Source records
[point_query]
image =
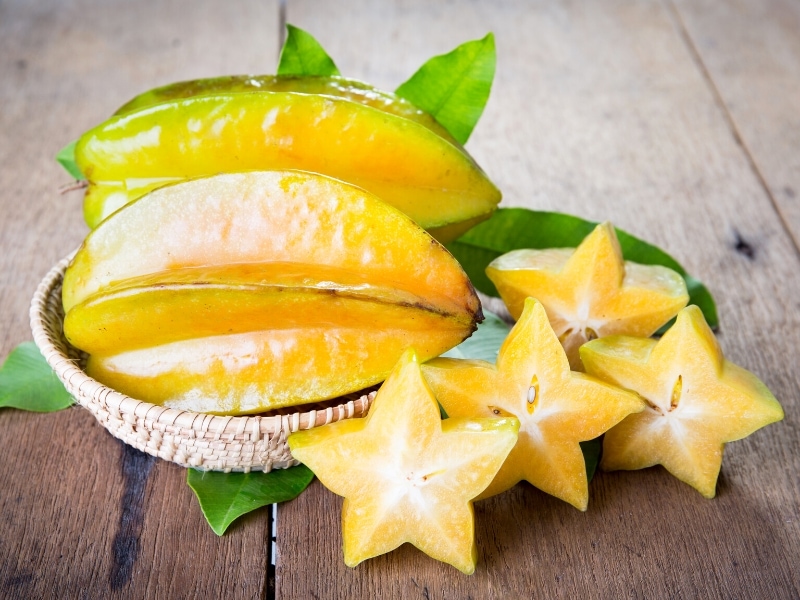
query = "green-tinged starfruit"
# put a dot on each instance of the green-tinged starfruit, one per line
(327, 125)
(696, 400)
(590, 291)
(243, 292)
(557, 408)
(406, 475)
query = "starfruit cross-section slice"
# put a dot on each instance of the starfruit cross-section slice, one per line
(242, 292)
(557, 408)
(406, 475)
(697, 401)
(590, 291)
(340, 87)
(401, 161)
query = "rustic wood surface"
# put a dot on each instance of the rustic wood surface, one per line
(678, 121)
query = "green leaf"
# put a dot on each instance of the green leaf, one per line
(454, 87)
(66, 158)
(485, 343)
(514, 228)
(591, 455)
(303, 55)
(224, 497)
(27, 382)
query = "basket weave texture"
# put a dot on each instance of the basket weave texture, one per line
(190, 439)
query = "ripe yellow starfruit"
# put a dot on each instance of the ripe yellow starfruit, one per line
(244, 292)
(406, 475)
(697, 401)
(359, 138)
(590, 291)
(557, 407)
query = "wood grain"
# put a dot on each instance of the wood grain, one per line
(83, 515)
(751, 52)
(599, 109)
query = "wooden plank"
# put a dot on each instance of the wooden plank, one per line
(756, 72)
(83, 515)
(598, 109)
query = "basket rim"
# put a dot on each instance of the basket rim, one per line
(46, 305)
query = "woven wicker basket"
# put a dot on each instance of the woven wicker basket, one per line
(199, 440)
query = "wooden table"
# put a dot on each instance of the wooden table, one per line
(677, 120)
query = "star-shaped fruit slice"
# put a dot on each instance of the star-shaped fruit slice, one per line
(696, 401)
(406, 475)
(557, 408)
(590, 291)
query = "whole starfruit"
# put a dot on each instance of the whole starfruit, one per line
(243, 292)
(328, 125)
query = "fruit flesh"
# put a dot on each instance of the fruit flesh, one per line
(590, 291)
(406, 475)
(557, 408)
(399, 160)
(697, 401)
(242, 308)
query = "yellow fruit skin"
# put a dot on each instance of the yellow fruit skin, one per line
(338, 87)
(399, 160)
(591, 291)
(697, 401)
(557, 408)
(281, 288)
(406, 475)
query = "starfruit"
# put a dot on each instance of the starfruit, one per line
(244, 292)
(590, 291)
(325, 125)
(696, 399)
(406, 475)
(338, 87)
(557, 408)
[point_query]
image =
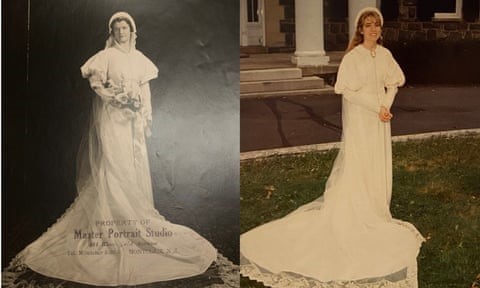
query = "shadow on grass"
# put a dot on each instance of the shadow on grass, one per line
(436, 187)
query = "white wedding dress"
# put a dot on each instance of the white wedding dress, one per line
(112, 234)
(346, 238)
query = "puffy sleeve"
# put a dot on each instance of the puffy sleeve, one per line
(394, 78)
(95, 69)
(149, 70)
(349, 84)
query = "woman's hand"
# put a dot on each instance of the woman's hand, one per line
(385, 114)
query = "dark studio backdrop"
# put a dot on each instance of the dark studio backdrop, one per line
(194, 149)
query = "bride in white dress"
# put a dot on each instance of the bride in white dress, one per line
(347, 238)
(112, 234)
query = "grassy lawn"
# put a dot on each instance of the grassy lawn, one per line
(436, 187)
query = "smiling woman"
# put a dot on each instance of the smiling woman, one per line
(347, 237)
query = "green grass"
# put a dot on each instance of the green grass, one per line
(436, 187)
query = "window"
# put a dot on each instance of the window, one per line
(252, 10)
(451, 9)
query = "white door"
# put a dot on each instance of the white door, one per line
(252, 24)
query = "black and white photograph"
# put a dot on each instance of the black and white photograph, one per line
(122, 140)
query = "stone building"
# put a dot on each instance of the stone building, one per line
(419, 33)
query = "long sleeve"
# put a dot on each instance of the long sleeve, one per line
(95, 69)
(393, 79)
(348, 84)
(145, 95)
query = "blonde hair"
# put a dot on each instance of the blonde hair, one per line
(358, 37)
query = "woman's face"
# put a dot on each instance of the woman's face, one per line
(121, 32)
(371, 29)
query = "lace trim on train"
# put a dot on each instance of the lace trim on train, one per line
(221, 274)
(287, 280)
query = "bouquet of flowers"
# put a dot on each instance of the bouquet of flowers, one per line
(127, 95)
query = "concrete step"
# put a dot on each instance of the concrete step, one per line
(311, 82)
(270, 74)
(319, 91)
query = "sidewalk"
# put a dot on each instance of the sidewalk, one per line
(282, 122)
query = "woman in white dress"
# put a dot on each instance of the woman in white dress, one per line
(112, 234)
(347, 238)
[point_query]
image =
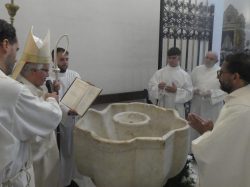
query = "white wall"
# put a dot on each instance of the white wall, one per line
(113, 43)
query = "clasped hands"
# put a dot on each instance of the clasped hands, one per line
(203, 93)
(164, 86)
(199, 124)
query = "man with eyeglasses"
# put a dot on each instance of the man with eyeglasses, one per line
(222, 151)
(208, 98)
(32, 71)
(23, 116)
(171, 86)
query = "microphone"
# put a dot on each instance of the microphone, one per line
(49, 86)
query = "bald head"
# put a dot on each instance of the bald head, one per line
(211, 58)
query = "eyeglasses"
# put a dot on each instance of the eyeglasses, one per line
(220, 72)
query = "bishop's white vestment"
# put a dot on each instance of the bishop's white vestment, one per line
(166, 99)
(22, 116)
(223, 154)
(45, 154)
---
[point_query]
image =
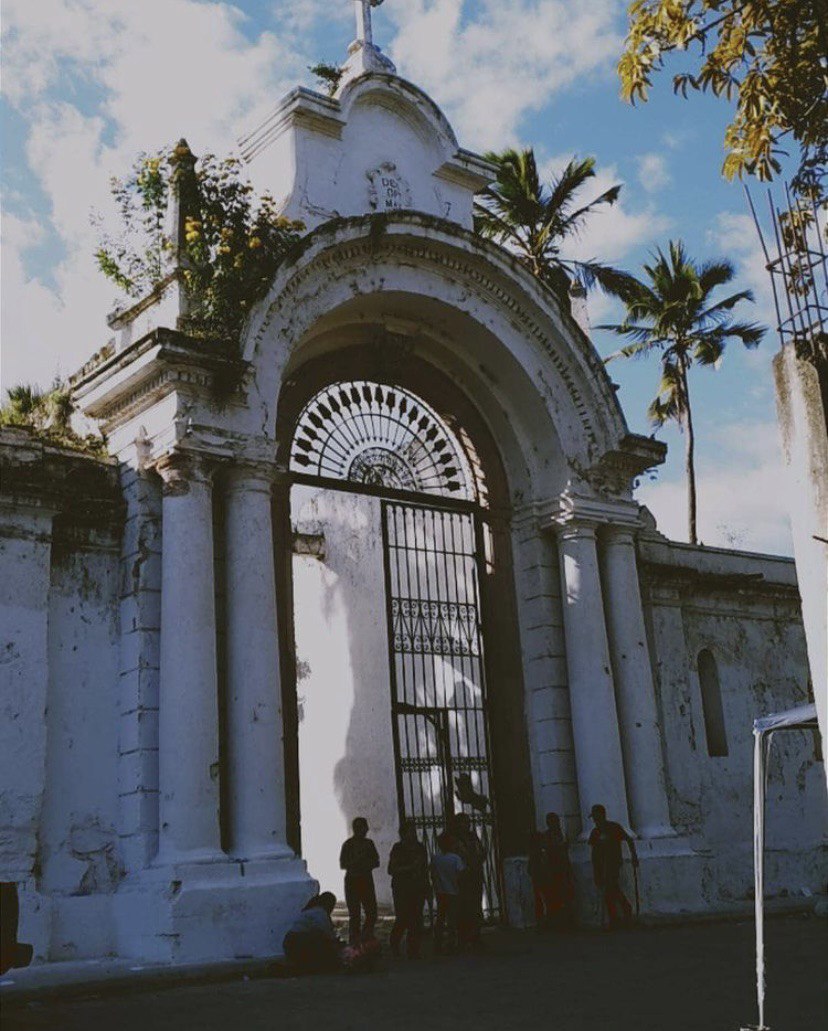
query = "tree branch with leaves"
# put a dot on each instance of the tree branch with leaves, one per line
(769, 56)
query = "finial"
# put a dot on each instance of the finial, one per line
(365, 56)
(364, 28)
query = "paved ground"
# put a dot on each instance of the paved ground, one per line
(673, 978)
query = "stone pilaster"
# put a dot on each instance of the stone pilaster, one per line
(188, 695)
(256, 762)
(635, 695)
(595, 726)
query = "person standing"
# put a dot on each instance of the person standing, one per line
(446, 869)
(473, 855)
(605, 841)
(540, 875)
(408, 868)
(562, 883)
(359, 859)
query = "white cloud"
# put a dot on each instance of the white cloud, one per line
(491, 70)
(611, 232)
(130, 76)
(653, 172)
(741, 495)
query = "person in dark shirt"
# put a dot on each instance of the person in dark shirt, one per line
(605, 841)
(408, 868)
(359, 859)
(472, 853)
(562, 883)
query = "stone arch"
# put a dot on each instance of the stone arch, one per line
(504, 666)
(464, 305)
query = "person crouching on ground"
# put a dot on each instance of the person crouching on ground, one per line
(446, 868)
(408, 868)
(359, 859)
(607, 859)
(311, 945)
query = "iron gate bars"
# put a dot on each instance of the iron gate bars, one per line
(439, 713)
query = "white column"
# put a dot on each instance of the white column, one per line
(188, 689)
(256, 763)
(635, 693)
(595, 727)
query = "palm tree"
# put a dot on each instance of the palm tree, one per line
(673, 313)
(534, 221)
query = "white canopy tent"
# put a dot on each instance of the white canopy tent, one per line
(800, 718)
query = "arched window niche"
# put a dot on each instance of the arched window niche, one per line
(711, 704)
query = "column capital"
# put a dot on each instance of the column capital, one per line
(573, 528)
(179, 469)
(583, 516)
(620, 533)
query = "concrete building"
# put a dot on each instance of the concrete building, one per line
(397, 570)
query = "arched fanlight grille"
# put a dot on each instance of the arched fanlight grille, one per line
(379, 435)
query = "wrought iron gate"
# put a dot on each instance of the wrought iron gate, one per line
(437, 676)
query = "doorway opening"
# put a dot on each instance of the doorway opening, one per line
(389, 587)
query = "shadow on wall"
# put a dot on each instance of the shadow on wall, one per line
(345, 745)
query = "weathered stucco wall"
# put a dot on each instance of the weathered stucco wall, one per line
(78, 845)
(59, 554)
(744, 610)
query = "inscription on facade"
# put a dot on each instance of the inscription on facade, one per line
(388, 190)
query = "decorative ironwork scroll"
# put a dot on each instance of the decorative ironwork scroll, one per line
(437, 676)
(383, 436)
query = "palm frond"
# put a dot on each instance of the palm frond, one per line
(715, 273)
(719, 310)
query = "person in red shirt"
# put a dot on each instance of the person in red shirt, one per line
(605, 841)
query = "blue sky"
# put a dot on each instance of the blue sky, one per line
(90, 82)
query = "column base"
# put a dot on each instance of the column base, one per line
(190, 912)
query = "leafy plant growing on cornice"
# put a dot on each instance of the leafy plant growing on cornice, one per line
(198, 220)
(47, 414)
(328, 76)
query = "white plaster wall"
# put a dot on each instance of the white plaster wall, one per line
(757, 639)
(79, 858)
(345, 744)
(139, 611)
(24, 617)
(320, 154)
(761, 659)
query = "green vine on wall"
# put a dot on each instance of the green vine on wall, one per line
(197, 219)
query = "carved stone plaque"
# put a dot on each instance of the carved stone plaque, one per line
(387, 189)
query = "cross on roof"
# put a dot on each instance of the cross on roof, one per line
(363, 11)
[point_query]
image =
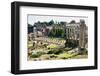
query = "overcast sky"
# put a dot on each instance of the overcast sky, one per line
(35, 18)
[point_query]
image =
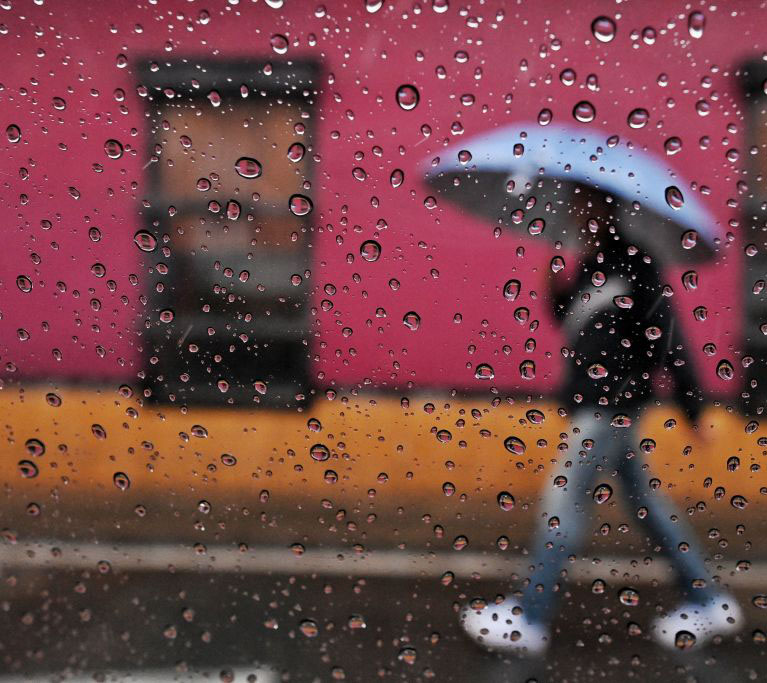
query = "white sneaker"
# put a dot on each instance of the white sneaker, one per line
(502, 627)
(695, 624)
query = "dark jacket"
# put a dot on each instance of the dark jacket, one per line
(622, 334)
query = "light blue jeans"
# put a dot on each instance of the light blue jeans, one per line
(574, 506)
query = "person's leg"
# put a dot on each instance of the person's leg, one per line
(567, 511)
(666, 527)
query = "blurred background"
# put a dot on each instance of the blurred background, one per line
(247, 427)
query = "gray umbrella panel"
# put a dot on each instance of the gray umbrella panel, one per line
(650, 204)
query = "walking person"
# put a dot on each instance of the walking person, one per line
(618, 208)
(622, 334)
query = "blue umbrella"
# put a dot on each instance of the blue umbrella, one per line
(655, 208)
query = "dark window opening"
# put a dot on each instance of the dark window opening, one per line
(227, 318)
--
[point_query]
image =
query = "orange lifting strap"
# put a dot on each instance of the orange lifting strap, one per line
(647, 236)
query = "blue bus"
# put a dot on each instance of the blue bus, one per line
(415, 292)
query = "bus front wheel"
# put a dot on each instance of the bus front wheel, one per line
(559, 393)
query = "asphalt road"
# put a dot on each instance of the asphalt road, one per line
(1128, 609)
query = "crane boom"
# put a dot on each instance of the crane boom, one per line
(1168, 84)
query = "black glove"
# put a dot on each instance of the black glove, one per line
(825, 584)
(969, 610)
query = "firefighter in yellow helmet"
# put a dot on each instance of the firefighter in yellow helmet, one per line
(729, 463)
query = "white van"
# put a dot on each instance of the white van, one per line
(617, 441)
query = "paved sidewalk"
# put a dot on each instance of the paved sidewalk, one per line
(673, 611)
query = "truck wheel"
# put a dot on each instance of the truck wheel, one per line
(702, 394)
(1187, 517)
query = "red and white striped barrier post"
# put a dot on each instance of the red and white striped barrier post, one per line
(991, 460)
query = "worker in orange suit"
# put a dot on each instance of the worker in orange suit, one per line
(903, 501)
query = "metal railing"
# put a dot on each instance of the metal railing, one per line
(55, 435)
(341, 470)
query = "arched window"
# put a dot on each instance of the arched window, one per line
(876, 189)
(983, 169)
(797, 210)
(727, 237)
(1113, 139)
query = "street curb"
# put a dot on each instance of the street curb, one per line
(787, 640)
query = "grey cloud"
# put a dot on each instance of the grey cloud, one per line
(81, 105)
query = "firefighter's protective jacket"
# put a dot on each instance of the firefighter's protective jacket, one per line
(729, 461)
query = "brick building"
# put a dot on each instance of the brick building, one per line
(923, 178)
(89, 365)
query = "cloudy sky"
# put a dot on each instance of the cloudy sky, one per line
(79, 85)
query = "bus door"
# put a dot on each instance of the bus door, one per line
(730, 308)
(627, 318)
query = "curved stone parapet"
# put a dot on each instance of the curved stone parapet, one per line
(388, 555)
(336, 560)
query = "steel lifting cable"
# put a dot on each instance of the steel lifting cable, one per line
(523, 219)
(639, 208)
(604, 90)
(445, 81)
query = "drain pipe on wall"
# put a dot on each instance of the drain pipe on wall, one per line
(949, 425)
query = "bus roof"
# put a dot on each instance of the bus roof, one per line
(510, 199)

What you need to do: Gather each line in the rows above that contains the word "paved".

The output:
query = "paved ground"
# put a dot on each instance of the paved ground, one per line
query = "paved sidewalk"
# put a dot on each instance of the paved sidewalk, one per line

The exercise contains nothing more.